▶ REQUIRED TASK
Render everything from the start of the records down to and including the line containing "162), (56, 163)]]" as a numbered list, omitting blank lines.

Saved entries
— Start —

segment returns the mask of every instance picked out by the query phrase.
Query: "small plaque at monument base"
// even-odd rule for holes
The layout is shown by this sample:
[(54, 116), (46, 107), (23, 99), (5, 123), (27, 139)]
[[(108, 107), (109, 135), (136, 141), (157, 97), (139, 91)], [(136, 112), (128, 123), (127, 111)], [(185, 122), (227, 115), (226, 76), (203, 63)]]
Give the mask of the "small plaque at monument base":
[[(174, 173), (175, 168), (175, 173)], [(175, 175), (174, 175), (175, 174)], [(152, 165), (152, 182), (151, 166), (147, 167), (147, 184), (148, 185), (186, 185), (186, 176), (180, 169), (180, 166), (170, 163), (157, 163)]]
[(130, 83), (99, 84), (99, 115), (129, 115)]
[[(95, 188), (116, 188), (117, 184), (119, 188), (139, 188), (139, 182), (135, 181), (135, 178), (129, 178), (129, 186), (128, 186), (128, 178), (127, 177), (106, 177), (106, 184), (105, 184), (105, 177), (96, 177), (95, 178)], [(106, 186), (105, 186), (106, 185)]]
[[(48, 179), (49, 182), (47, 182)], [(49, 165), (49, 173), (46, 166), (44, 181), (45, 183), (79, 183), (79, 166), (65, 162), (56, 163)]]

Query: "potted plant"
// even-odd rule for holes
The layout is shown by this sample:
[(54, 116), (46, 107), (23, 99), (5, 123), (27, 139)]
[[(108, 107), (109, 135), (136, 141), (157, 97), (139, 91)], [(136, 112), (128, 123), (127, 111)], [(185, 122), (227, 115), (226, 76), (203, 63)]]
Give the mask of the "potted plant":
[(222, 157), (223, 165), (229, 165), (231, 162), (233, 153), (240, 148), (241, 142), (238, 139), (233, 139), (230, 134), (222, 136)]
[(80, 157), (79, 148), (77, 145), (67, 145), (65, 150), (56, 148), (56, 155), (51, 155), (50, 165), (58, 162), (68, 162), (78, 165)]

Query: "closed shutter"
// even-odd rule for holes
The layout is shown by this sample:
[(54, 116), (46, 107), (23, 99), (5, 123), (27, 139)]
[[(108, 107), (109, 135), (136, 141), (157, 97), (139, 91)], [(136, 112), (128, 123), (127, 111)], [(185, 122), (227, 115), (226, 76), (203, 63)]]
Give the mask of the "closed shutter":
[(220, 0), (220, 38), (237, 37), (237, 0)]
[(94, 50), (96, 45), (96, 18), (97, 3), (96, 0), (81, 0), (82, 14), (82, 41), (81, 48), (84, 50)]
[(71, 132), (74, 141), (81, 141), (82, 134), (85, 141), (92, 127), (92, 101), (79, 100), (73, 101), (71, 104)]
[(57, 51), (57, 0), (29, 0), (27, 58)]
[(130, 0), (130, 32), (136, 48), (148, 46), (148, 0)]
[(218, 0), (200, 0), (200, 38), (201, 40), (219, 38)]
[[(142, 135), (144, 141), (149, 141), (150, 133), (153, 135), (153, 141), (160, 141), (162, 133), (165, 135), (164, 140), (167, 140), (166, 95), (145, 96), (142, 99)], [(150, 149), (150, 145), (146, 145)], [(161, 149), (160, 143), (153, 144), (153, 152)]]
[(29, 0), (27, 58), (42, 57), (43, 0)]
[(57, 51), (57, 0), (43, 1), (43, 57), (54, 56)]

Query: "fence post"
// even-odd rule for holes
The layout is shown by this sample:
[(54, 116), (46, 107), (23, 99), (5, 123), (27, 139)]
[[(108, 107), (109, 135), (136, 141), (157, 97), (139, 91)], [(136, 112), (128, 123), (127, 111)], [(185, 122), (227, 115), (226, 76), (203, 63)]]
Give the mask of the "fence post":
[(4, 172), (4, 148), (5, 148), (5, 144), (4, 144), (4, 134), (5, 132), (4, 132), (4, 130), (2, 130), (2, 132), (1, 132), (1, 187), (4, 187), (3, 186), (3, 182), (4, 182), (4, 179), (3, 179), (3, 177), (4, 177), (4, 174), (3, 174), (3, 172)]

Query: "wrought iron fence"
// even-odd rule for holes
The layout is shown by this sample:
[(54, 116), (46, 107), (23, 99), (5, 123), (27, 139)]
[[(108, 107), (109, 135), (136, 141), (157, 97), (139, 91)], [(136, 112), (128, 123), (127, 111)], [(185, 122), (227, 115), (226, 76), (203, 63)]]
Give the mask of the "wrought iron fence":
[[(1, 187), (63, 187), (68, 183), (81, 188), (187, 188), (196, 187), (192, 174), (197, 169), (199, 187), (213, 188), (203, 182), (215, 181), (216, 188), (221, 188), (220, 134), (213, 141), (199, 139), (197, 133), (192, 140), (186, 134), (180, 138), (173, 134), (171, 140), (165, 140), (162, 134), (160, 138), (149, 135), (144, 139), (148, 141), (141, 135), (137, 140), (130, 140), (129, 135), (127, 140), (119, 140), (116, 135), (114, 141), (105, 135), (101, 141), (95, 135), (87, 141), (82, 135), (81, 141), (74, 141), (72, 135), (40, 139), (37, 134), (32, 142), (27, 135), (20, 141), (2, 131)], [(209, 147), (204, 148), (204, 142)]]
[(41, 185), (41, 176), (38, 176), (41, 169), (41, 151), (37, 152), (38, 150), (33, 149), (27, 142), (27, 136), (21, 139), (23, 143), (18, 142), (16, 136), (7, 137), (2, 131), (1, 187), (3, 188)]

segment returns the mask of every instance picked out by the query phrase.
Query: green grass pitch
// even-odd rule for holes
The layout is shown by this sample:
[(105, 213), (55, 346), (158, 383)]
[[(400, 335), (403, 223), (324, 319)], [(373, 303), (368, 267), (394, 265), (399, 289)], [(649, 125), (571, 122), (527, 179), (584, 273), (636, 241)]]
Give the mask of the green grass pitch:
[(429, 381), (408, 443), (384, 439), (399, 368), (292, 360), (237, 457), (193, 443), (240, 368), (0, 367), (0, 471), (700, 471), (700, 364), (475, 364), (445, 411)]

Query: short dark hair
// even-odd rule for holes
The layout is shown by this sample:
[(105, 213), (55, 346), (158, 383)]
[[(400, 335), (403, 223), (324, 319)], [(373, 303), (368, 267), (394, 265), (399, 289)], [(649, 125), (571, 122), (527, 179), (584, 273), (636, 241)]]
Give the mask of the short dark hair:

— End —

▶ FULL SOLUTION
1. segment returns the mask of every instance picked out by the query phrase.
2. Query: "small plaque at monument base"
3. // even-odd rule for holes
4. The layout is shown by this sample:
5. [(54, 116), (46, 107), (23, 99), (5, 123), (27, 139)]
6. [[(108, 107), (109, 135), (136, 141), (157, 97), (139, 91)], [(136, 112), (128, 123), (127, 111)], [(185, 122), (227, 115), (226, 76), (203, 63)]]
7. Give the mask of the "small plaque at monument base":
8. [[(174, 173), (175, 168), (175, 173)], [(175, 175), (174, 175), (175, 174)], [(152, 165), (152, 182), (151, 166), (147, 167), (147, 184), (148, 185), (186, 185), (186, 176), (180, 169), (180, 166), (170, 163), (157, 163)]]
9. [(130, 83), (99, 84), (99, 115), (129, 115)]
10. [[(95, 188), (116, 188), (117, 184), (119, 188), (139, 188), (139, 182), (135, 181), (135, 178), (129, 178), (129, 186), (128, 186), (128, 178), (127, 177), (106, 177), (106, 184), (105, 184), (105, 177), (96, 177), (95, 178)], [(106, 186), (105, 186), (106, 185)]]
11. [[(48, 179), (49, 182), (47, 182)], [(49, 165), (49, 173), (46, 166), (44, 181), (45, 183), (79, 183), (79, 166), (65, 162), (56, 163)]]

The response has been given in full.